[BEGIN Data section]
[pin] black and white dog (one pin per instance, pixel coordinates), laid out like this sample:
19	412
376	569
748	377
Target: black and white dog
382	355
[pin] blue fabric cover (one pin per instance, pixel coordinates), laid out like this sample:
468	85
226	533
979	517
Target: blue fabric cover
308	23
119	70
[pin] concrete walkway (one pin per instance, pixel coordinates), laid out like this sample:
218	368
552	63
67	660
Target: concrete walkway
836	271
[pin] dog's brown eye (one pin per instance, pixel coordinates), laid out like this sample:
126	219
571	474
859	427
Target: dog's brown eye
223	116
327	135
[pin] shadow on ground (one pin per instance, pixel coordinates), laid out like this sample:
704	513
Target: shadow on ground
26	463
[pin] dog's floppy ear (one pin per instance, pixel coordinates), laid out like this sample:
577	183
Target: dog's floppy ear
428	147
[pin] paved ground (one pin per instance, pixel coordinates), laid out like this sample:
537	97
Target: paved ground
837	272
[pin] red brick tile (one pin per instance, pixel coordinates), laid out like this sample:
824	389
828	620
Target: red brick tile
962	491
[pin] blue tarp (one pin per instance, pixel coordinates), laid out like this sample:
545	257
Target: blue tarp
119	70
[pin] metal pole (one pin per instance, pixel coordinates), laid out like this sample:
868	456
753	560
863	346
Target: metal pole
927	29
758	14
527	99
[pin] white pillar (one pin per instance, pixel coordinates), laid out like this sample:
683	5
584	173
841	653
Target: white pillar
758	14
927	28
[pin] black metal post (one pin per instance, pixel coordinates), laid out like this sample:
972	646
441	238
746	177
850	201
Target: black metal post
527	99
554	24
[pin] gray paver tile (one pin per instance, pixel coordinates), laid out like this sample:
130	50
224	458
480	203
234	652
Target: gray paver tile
[END Data section]
Convert every line of the entries above into a numbered list, omitting any blank lines.

1. [pin] black and white dog (one pin per instance, pixel coordinates), laid out like this sample:
2. 19	412
3. 376	569
4. 748	377
5. Target: black and white dog
6. 382	355
7. [pin] blue fabric cover (one pin per instance, pixel coordinates), laid out like this sample:
8. 468	85
9. 226	533
10. 979	517
11. Target: blue fabric cover
12. 308	23
13. 119	70
14. [pin] concrete walkway (one pin per instance, pixel coordinates), laid out like this sample:
15. 218	368
16. 552	63
17. 67	660
18. Target: concrete walkway
19. 836	271
20. [pin] dog's brown eye (one pin per instance, pixel coordinates), laid out like this sample:
21. 126	219
22. 571	474
23. 859	427
24. Target: dog's brown eye
25. 223	116
26. 327	135
27. [pin] shadow on ground (one pin per instance, pixel coordinates), laid out like this sample:
28. 704	513
29. Target: shadow on ground
30. 26	463
31. [pin] dog's floppy ear (one pin per instance, pixel coordinates), laid out like this sample:
32. 577	183
33. Target: dog's floppy ear
34. 428	147
35. [pin] paved ground (one pin per instance, pixel coordinates), laid out like this sample:
36. 537	97
37. Target: paved ground
38. 837	272
39. [pin] red brick tile (one pin per instance, pixel coordinates), laid out like this sample:
40. 824	389
41. 828	620
42. Target: red brick tile
43. 962	491
44. [pin] blue tarp (one pin per instance, pixel coordinates), laid out like this sample:
45. 545	257
46. Target: blue tarp
47. 119	70
48. [pin] metal pole (one pin per instance, pixel coordinates), laid out like this sample:
49. 868	456
50. 753	560
51. 863	346
52. Target: metal pole
53. 927	29
54. 758	14
55. 527	99
56. [pin] white pillar (one pin per instance, pixel coordinates), laid out like this sample:
57. 683	5
58. 584	173
59. 841	653
60. Target: white pillar
61. 758	14
62. 927	28
63. [pin] black metal post (one pin per instance, pixel coordinates), laid out like this sample:
64. 972	646
65. 441	238
66. 746	177
67. 850	201
68. Target: black metal post
69. 527	99
70. 554	24
71. [pin] gray paver tile (one pin per instance, pixel coordinates), laid out like this sample:
72. 130	50
73. 224	458
74. 480	203
75. 234	652
76. Target: gray paver tile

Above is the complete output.